• [Problem to work on]:
Return every line of the listing below that contains the string "fire", treating uppercase and lowercase letters as distinct.

• [Input data]:

-- Begin --

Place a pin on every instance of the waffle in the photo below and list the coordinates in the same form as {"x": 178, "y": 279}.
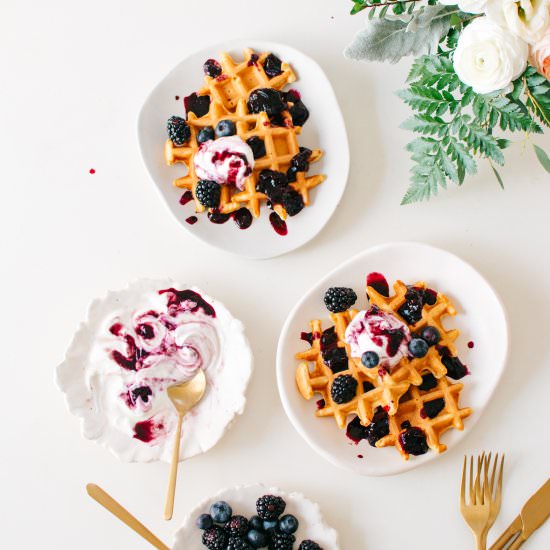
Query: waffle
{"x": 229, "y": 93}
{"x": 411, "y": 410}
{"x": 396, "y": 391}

-- End --
-- Begin --

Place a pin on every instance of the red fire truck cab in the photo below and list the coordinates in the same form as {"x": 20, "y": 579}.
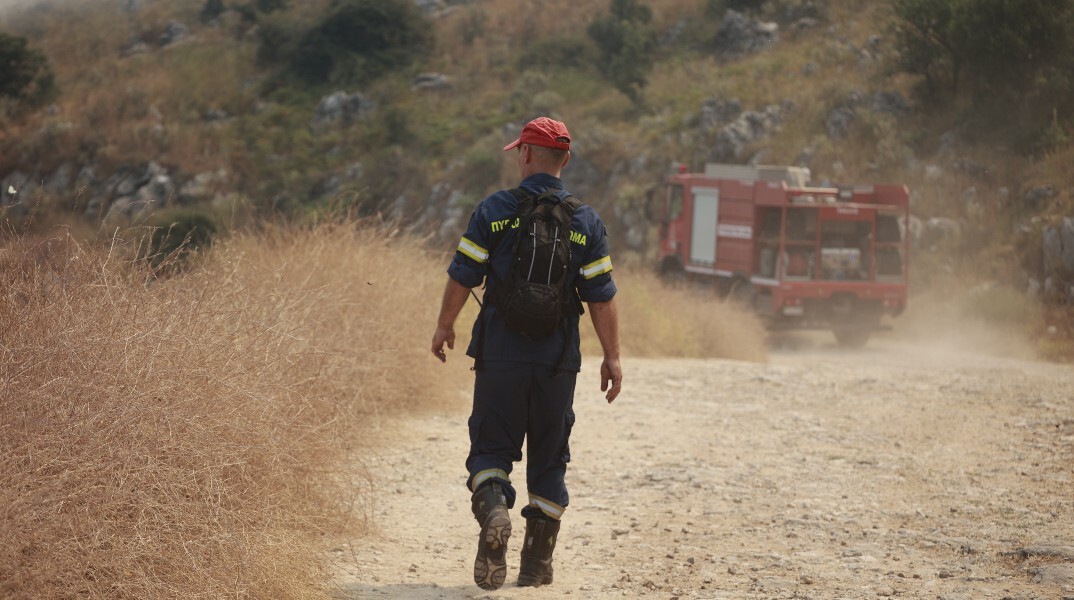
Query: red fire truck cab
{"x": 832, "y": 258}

-- End --
-- Begin --

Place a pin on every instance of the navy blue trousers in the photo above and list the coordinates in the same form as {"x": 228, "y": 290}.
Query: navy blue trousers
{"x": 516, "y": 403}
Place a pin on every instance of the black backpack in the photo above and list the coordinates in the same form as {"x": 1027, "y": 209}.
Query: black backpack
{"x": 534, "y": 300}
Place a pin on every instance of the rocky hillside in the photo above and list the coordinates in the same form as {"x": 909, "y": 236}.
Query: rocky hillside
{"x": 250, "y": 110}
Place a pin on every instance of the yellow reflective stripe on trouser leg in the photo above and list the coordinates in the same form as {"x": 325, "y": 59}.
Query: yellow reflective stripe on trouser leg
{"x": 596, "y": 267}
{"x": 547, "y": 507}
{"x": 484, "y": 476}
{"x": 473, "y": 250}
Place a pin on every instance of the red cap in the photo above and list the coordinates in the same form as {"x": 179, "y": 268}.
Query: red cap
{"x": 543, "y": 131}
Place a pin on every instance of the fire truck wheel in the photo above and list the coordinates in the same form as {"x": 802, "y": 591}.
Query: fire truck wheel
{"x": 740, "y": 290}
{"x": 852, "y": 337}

-- End --

• [Reply]:
Place a pin on every instance of the red fire truck cab in the photo below and list the coordinates in the same form as {"x": 20, "y": 579}.
Query: red fire truck cab
Place a pin on every instance of the fire truck wheel in the photo above and list the coordinates in the same form as {"x": 802, "y": 591}.
Query: fire truck wheel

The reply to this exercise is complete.